→ ASSIGNMENT
Among the entries below, tally each line containing "grass"; respond with the total only.

::::

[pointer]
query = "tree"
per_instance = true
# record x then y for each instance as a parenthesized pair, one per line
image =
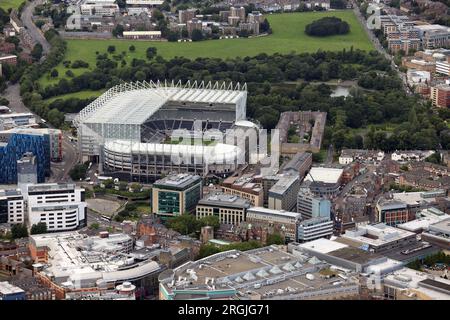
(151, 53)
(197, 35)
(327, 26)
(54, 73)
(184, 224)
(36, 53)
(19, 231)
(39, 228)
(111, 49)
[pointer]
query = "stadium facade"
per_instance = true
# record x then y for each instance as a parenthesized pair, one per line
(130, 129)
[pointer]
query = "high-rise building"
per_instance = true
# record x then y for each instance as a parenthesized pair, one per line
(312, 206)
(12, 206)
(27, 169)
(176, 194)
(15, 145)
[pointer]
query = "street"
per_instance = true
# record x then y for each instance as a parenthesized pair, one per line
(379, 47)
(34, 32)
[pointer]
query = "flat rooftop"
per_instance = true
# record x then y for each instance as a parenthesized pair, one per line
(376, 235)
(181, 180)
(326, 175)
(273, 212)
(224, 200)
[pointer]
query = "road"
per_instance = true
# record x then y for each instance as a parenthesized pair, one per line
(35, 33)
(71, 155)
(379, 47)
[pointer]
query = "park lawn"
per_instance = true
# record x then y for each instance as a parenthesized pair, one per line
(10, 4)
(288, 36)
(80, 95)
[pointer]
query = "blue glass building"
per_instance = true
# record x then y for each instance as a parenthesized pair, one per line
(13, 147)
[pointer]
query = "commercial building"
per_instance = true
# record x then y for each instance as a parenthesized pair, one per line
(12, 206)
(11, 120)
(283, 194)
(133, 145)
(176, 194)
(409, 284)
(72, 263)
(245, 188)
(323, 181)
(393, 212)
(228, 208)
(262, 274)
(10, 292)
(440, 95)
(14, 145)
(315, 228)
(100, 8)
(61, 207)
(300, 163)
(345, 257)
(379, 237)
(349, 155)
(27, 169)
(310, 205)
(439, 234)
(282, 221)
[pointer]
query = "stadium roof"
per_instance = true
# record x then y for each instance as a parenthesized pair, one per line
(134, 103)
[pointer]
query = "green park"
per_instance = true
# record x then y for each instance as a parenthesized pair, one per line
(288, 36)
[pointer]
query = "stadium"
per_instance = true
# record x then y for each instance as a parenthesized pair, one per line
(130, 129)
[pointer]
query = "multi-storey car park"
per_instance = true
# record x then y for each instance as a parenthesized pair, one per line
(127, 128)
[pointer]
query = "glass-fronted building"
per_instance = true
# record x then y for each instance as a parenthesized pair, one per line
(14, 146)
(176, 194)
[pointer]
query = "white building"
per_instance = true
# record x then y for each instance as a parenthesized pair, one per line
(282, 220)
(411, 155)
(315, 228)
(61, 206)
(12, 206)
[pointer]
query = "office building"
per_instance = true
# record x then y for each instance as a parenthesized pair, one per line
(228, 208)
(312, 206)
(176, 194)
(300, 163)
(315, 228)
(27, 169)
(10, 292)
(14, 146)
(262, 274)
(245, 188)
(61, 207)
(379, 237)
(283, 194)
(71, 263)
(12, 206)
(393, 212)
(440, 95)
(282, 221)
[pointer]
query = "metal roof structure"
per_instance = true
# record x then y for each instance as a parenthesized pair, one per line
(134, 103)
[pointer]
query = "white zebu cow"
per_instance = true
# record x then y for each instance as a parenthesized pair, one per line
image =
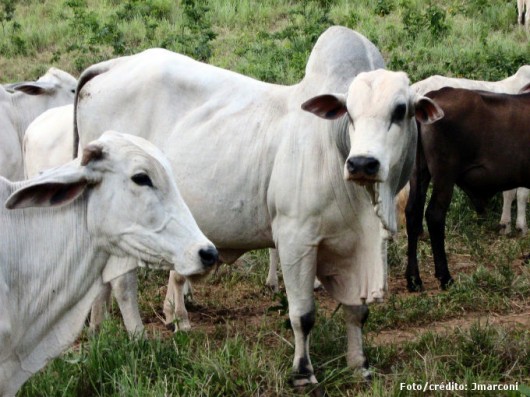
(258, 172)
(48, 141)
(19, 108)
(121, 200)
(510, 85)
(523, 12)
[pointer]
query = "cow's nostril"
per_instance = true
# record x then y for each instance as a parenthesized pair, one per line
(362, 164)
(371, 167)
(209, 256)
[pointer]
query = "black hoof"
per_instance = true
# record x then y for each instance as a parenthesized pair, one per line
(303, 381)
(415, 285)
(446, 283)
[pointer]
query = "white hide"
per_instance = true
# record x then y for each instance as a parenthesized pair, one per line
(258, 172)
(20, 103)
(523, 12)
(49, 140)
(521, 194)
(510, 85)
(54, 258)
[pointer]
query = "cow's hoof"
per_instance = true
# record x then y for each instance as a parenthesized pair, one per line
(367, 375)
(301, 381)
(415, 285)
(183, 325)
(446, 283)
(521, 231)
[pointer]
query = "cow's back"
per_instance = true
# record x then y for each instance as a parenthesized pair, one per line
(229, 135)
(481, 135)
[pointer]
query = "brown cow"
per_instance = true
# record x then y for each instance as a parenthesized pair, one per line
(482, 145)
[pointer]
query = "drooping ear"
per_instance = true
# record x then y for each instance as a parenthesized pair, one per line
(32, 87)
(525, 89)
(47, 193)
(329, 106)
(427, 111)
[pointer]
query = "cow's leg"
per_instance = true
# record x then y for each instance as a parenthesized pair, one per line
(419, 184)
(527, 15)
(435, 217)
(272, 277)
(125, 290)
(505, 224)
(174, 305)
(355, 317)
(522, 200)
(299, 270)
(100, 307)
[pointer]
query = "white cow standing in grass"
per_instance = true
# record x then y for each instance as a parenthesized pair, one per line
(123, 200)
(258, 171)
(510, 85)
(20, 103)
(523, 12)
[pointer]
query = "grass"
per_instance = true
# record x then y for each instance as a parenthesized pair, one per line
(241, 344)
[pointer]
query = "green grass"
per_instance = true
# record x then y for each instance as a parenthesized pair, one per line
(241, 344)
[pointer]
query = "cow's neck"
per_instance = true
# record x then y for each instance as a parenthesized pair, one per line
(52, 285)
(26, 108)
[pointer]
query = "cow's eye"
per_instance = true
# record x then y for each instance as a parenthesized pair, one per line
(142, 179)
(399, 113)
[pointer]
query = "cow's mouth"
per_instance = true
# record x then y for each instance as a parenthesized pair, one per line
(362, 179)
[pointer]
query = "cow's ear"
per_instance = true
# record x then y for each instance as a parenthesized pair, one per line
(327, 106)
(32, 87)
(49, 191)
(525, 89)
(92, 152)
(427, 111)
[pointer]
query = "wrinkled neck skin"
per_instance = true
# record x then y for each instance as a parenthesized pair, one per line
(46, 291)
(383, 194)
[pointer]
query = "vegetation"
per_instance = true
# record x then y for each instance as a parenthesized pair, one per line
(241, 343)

::::

→ EXERCISE SOLUTION
3